Reproduce every record below exactly as written, leaving out any pictures.

-- Begin Extracted information --

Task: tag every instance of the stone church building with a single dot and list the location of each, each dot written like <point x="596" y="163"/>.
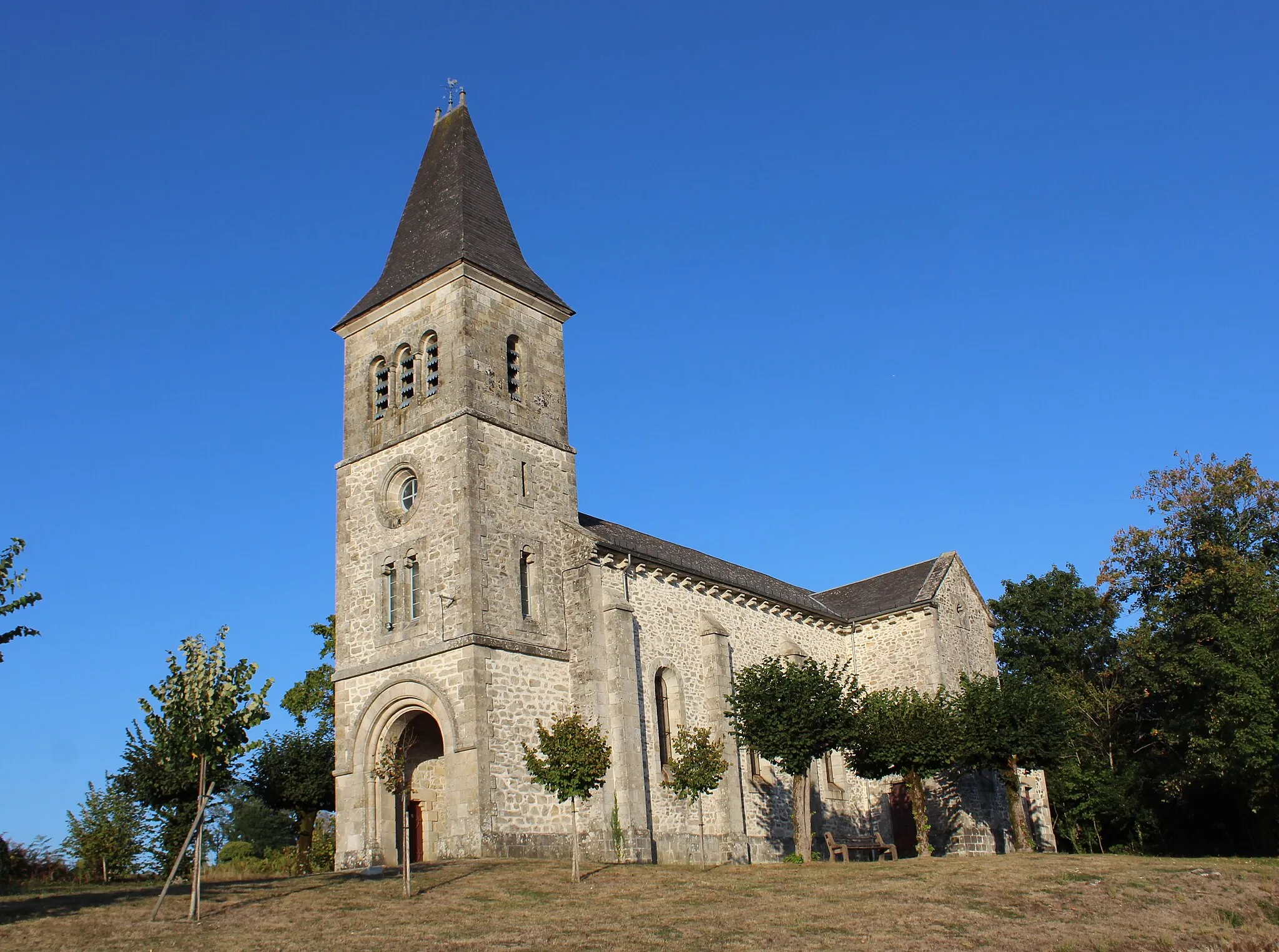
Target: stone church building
<point x="473" y="597"/>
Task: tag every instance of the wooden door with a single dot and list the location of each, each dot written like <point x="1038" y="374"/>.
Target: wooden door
<point x="904" y="833"/>
<point x="415" y="831"/>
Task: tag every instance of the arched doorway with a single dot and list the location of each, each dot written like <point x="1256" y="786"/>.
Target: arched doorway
<point x="423" y="765"/>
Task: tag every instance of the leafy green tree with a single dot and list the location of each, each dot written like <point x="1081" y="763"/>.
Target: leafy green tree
<point x="202" y="710"/>
<point x="1053" y="625"/>
<point x="314" y="693"/>
<point x="108" y="837"/>
<point x="571" y="759"/>
<point x="1005" y="726"/>
<point x="295" y="772"/>
<point x="1205" y="582"/>
<point x="9" y="587"/>
<point x="792" y="715"/>
<point x="696" y="768"/>
<point x="909" y="734"/>
<point x="1059" y="633"/>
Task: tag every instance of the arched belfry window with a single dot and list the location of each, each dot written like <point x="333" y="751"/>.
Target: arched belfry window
<point x="380" y="384"/>
<point x="430" y="363"/>
<point x="513" y="367"/>
<point x="661" y="694"/>
<point x="405" y="366"/>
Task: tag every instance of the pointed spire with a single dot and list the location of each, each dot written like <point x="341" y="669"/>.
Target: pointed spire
<point x="455" y="212"/>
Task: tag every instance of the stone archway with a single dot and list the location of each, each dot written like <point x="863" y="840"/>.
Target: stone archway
<point x="425" y="768"/>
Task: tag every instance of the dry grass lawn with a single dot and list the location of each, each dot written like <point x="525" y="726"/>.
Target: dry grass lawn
<point x="1024" y="903"/>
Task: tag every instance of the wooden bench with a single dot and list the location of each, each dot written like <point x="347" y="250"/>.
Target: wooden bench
<point x="874" y="845"/>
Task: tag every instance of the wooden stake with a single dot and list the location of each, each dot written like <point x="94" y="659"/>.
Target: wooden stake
<point x="182" y="851"/>
<point x="197" y="860"/>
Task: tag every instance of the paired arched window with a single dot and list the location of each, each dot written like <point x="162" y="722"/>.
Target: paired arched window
<point x="413" y="375"/>
<point x="402" y="592"/>
<point x="430" y="363"/>
<point x="380" y="384"/>
<point x="513" y="367"/>
<point x="405" y="366"/>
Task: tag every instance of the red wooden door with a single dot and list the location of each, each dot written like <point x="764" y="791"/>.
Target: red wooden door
<point x="904" y="832"/>
<point x="415" y="831"/>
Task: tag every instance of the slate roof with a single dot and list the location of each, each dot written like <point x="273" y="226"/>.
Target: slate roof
<point x="455" y="212"/>
<point x="915" y="584"/>
<point x="901" y="588"/>
<point x="620" y="538"/>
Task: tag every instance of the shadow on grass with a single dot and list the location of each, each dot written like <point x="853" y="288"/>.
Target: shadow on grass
<point x="69" y="903"/>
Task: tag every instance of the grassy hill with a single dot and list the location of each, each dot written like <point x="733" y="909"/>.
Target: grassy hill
<point x="1024" y="903"/>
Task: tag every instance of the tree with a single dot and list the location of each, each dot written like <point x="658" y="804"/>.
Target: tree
<point x="202" y="710"/>
<point x="1205" y="582"/>
<point x="1058" y="633"/>
<point x="791" y="715"/>
<point x="9" y="587"/>
<point x="909" y="734"/>
<point x="1009" y="726"/>
<point x="295" y="772"/>
<point x="314" y="693"/>
<point x="108" y="836"/>
<point x="571" y="759"/>
<point x="696" y="770"/>
<point x="1053" y="625"/>
<point x="393" y="771"/>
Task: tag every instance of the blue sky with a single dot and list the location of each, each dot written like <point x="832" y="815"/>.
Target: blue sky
<point x="856" y="284"/>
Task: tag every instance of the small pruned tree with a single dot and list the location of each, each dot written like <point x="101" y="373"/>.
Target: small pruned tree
<point x="571" y="759"/>
<point x="204" y="710"/>
<point x="108" y="836"/>
<point x="1005" y="726"/>
<point x="312" y="695"/>
<point x="912" y="735"/>
<point x="295" y="772"/>
<point x="695" y="771"/>
<point x="9" y="587"/>
<point x="793" y="714"/>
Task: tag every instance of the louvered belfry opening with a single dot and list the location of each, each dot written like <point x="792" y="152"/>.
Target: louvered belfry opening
<point x="430" y="363"/>
<point x="513" y="367"/>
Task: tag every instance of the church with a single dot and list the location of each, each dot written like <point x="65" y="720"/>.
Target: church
<point x="473" y="597"/>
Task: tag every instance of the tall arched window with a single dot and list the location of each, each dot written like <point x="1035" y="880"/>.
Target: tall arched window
<point x="415" y="588"/>
<point x="526" y="583"/>
<point x="390" y="594"/>
<point x="405" y="365"/>
<point x="430" y="363"/>
<point x="513" y="367"/>
<point x="380" y="384"/>
<point x="661" y="694"/>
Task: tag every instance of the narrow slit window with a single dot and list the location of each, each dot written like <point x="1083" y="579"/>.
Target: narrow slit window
<point x="382" y="389"/>
<point x="513" y="367"/>
<point x="415" y="591"/>
<point x="390" y="594"/>
<point x="406" y="371"/>
<point x="526" y="604"/>
<point x="430" y="363"/>
<point x="663" y="697"/>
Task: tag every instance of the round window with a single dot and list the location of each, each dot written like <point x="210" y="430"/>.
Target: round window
<point x="408" y="494"/>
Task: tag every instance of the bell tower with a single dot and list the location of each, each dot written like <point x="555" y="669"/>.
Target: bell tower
<point x="457" y="513"/>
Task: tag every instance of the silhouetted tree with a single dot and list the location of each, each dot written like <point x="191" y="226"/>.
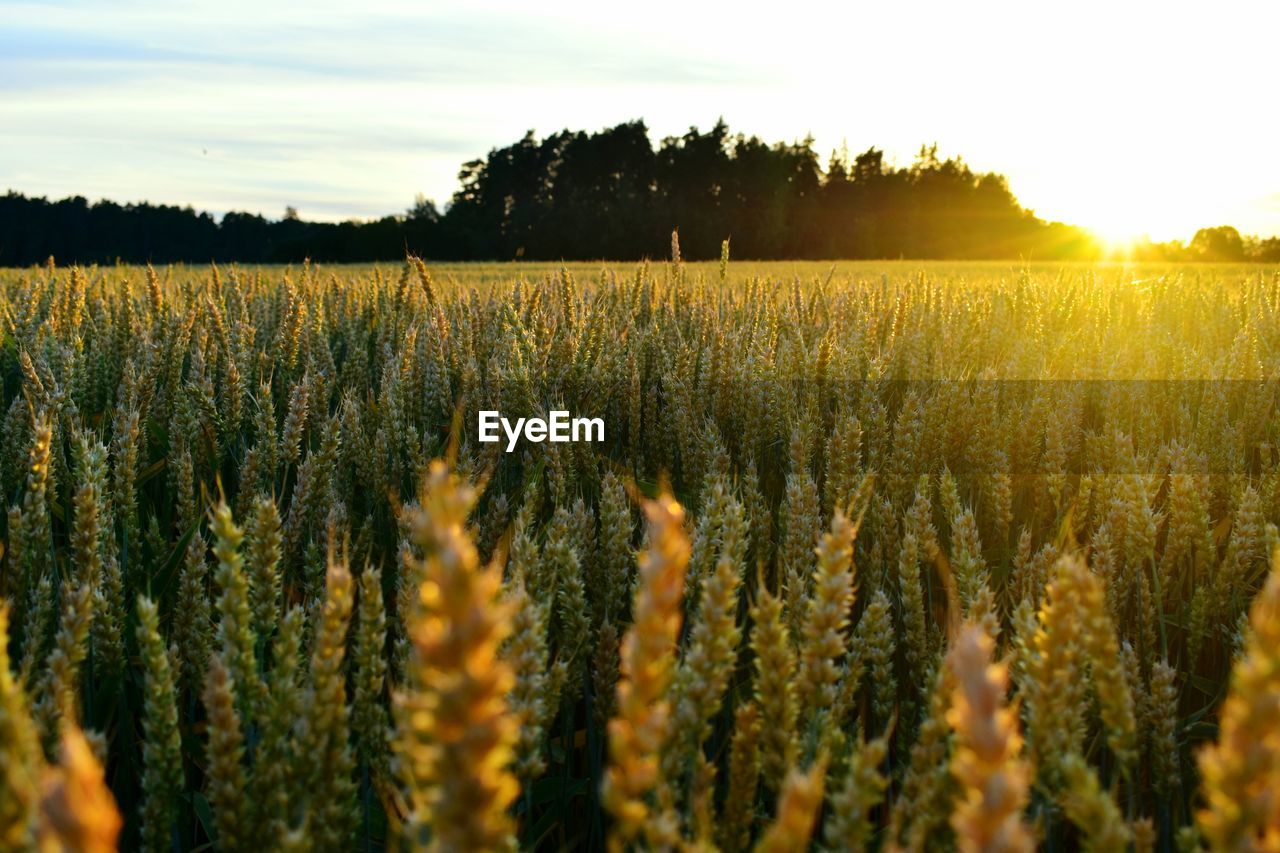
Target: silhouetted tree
<point x="615" y="195"/>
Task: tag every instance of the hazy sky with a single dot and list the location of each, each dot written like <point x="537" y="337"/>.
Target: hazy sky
<point x="1124" y="117"/>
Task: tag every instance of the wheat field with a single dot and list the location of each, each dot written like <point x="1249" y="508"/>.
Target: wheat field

-- End Extracted information --

- _Answer_:
Task: tag every instance of the stone church building with a single dot and list the location of each, each dot written like <point x="596" y="163"/>.
Target: stone church building
<point x="473" y="597"/>
Task: tag every instance of the wooden door with a single dot and list the location of each, each dot written like <point x="1038" y="374"/>.
Target: wooden door
<point x="904" y="833"/>
<point x="415" y="831"/>
Task: tag every instance of the arched doorway with a single dot and list the location of each, each dot written like <point x="1256" y="786"/>.
Target: arched doorway
<point x="423" y="765"/>
Task: tag every instance of the leafy green tree with a single dot and list the location of each, each dot written like <point x="1081" y="763"/>.
Target: leafy green tree
<point x="202" y="710"/>
<point x="1053" y="625"/>
<point x="314" y="693"/>
<point x="108" y="837"/>
<point x="571" y="759"/>
<point x="1005" y="726"/>
<point x="295" y="772"/>
<point x="1205" y="582"/>
<point x="9" y="587"/>
<point x="792" y="715"/>
<point x="696" y="768"/>
<point x="909" y="734"/>
<point x="1059" y="633"/>
Task: tag every instance of the arched belfry window with a single dot and list the location of each, each dot written like <point x="333" y="751"/>.
Target: arched belfry window
<point x="380" y="384"/>
<point x="430" y="363"/>
<point x="513" y="367"/>
<point x="661" y="694"/>
<point x="405" y="366"/>
Task: tag every instance of the pointed spire with a single dot and list the location of each, each dot written like <point x="341" y="669"/>.
Target: pointed spire
<point x="455" y="212"/>
Task: tag every instance of the stone archway with a single dot and list the location of each, each dot written like <point x="863" y="840"/>.
Target: stone archway
<point x="425" y="768"/>
Task: tag every instance of the dry grass lawn with a single dot and list the location of each, each dot written like <point x="525" y="726"/>.
Target: dry grass lawn
<point x="1024" y="903"/>
Task: tag every instance of the wooden bench with a single dot and list the location of each, each dot written like <point x="347" y="250"/>.
Target: wooden bench
<point x="874" y="845"/>
Task: tag every instance of the wooden stake with a single dot and list the location of each, each dot written like <point x="94" y="659"/>.
Target: wooden stake
<point x="182" y="851"/>
<point x="197" y="860"/>
Task: tag every instance of the paired arched window with a single dot and list the location of each, each dot written like <point x="162" y="722"/>.
Target: paired arched window
<point x="413" y="375"/>
<point x="402" y="592"/>
<point x="430" y="363"/>
<point x="380" y="384"/>
<point x="513" y="367"/>
<point x="405" y="366"/>
Task: tag every instance of the red wooden door with a single dot and list the location of each, each dot written like <point x="764" y="791"/>.
Target: red wooden door
<point x="904" y="832"/>
<point x="415" y="831"/>
Task: tag every instance of the slate roof with a single dot and list the location of each, each dot written like <point x="273" y="226"/>.
Target: slate roof
<point x="455" y="212"/>
<point x="915" y="584"/>
<point x="901" y="588"/>
<point x="620" y="538"/>
Task: tag every instance of the shadow on grass with a single dot and list the location of each, each dot written like <point x="853" y="288"/>.
Target: shadow on grass
<point x="69" y="903"/>
Task: tag every instance of the grassy hill with a single dot and list the location of each, each dot written like <point x="733" y="909"/>.
Target: grassy hill
<point x="1024" y="903"/>
Task: tag every instance of the tree with a single dot and list the location of each, each dot written like <point x="658" y="804"/>.
Target: tree
<point x="202" y="710"/>
<point x="1205" y="582"/>
<point x="1058" y="633"/>
<point x="791" y="715"/>
<point x="9" y="587"/>
<point x="909" y="734"/>
<point x="1009" y="726"/>
<point x="295" y="772"/>
<point x="314" y="693"/>
<point x="108" y="836"/>
<point x="571" y="759"/>
<point x="696" y="770"/>
<point x="1053" y="625"/>
<point x="393" y="771"/>
Task: tag every instance of the blue sky with a single dot and list the location of each, each dot written like <point x="832" y="815"/>.
Target: blue sky
<point x="856" y="284"/>
Task: tag every instance of the small pruned tree with a single dot and list the location of each, each dot written like <point x="101" y="373"/>.
Target: small pruned tree
<point x="571" y="759"/>
<point x="204" y="710"/>
<point x="108" y="836"/>
<point x="1005" y="726"/>
<point x="312" y="695"/>
<point x="912" y="735"/>
<point x="295" y="772"/>
<point x="695" y="771"/>
<point x="9" y="587"/>
<point x="793" y="714"/>
Task: tag every instance of the louvered belfry opening with a single dot and list the location of each, each dot written like <point x="792" y="152"/>.
Target: louvered belfry opening
<point x="430" y="363"/>
<point x="513" y="367"/>
Task: tag every instance of the church with a single dot and list the location of each, each dot written like <point x="65" y="720"/>.
Target: church
<point x="473" y="597"/>
Task: tag every instance of the tall arched window with a single dot and list the location of each, each dot written like <point x="1035" y="880"/>.
Target: tall arched window
<point x="415" y="588"/>
<point x="526" y="583"/>
<point x="390" y="594"/>
<point x="405" y="365"/>
<point x="430" y="363"/>
<point x="513" y="367"/>
<point x="380" y="384"/>
<point x="661" y="694"/>
Task: tag every instance of the narrow slit window with a single dot and list the location of each, each dot written like <point x="1083" y="579"/>.
Target: narrow slit window
<point x="382" y="389"/>
<point x="513" y="367"/>
<point x="415" y="591"/>
<point x="390" y="594"/>
<point x="406" y="371"/>
<point x="526" y="604"/>
<point x="430" y="363"/>
<point x="663" y="697"/>
Task: tag every instance of the round window with a single dot and list the location of each, each dot written like <point x="210" y="430"/>.
Target: round window
<point x="408" y="494"/>
Task: tag every instance of the bell tower with a single dot and list the location of each, each dot written like <point x="555" y="669"/>.
Target: bell tower
<point x="457" y="513"/>
Task: tag every instance of the silhouetted tree with a single dot and list the location of each, each dot written like <point x="191" y="226"/>.
Target: silhouetted tree
<point x="615" y="195"/>
Task: tag every instance of the hazy sky with a single dot and list the location of each, each dot written like <point x="537" y="337"/>.
Target: hazy sky
<point x="1124" y="117"/>
Task: tag every instance of the wheat field with a single dot and list the location of each, each dot written like <point x="1249" y="508"/>.
Target: wheat field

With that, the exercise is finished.